- _Aim of the task_: Using the entries below, return word for word the lines from the one containing "In this picture, where can the power" up to and including the last.

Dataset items

● ● ● ●

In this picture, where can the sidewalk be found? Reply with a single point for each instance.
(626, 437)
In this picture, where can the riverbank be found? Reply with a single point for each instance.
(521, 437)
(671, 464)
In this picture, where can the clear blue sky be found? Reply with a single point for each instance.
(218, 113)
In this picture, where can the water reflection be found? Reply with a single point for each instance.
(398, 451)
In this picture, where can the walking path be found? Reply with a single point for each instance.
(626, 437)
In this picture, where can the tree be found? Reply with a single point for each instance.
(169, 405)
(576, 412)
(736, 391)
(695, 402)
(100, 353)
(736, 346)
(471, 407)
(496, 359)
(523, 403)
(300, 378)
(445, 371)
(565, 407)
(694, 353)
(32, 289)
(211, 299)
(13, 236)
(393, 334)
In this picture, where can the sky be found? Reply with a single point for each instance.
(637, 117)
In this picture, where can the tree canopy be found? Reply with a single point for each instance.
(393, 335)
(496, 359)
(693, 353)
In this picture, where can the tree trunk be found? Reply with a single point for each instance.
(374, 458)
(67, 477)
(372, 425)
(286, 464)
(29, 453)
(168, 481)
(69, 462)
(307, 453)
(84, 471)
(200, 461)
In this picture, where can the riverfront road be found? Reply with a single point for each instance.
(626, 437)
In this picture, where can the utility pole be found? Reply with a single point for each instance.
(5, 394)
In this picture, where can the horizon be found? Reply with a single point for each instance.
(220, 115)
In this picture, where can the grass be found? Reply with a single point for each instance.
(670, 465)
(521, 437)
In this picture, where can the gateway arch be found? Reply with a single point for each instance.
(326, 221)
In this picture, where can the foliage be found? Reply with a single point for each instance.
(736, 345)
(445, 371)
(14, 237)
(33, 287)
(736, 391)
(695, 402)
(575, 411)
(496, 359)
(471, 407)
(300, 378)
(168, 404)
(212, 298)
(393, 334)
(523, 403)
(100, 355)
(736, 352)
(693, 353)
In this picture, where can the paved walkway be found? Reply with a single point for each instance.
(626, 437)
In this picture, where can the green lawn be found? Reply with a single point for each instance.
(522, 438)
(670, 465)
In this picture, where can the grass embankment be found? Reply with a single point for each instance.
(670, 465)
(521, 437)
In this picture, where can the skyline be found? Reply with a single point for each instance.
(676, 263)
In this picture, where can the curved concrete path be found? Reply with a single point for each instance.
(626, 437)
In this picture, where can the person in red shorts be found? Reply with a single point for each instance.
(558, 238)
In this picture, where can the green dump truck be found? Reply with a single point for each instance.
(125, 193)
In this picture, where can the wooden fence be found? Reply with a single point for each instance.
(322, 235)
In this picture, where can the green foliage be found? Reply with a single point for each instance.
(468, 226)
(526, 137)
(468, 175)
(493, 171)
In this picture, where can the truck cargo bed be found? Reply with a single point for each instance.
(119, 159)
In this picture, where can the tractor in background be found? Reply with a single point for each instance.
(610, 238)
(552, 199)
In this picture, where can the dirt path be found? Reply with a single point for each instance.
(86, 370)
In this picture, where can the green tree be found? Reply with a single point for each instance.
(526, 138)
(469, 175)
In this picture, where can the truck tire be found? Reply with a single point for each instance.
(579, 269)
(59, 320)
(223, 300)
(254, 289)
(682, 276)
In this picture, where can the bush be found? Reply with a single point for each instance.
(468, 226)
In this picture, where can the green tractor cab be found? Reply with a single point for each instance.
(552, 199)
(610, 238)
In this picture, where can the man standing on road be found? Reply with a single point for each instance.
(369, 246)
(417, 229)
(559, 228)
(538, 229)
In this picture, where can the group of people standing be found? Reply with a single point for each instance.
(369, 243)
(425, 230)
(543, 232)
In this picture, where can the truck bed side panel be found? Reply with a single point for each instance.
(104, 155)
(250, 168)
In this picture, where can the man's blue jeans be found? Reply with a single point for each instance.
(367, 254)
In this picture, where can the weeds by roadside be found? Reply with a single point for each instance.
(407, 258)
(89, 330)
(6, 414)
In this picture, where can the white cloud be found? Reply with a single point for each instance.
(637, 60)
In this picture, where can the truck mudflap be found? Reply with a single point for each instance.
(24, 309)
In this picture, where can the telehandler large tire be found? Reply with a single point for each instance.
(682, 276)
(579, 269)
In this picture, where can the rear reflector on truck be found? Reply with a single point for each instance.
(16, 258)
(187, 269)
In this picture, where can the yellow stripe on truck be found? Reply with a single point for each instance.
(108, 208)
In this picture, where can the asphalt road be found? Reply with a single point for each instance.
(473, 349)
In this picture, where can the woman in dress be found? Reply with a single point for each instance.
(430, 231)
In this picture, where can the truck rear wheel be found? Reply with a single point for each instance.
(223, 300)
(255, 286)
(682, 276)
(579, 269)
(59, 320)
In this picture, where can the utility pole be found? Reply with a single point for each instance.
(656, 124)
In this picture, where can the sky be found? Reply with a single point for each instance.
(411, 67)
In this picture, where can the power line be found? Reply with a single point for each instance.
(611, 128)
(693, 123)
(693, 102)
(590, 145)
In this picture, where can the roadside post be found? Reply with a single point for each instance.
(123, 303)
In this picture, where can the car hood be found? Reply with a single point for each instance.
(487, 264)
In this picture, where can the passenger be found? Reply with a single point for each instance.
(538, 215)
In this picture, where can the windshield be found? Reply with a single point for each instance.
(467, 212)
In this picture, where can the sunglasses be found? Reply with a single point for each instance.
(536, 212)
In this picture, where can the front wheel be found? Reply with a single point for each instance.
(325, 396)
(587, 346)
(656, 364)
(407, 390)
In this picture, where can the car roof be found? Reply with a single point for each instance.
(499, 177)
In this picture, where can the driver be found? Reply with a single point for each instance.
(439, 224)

● ● ● ●

- _Answer to the exercise_:
In this picture, where can the power line be found? Reply with a single point for each instance.
(611, 128)
(693, 123)
(693, 102)
(590, 145)
In this picture, where can the roadside post be found? Reply with a single point for each instance.
(123, 303)
In this picture, where can the car hood be found? Reply with a single point for each instance.
(487, 264)
In this picture, where can the passenger be found? Reply with a single point for each instance.
(538, 215)
In this picture, where can the windshield be found? Reply with a single point for each instance.
(467, 212)
In this picture, where can the sunglasses be found? Reply with a single point for each instance.
(536, 212)
In this picture, where can the front wheel be found? Reply with a single point for each instance.
(325, 396)
(587, 346)
(656, 364)
(407, 390)
In this picture, where can the car roof be found? Reply with a single point for each instance.
(499, 177)
In this picture, where can the driver be found? Reply with a single point for each instance.
(439, 224)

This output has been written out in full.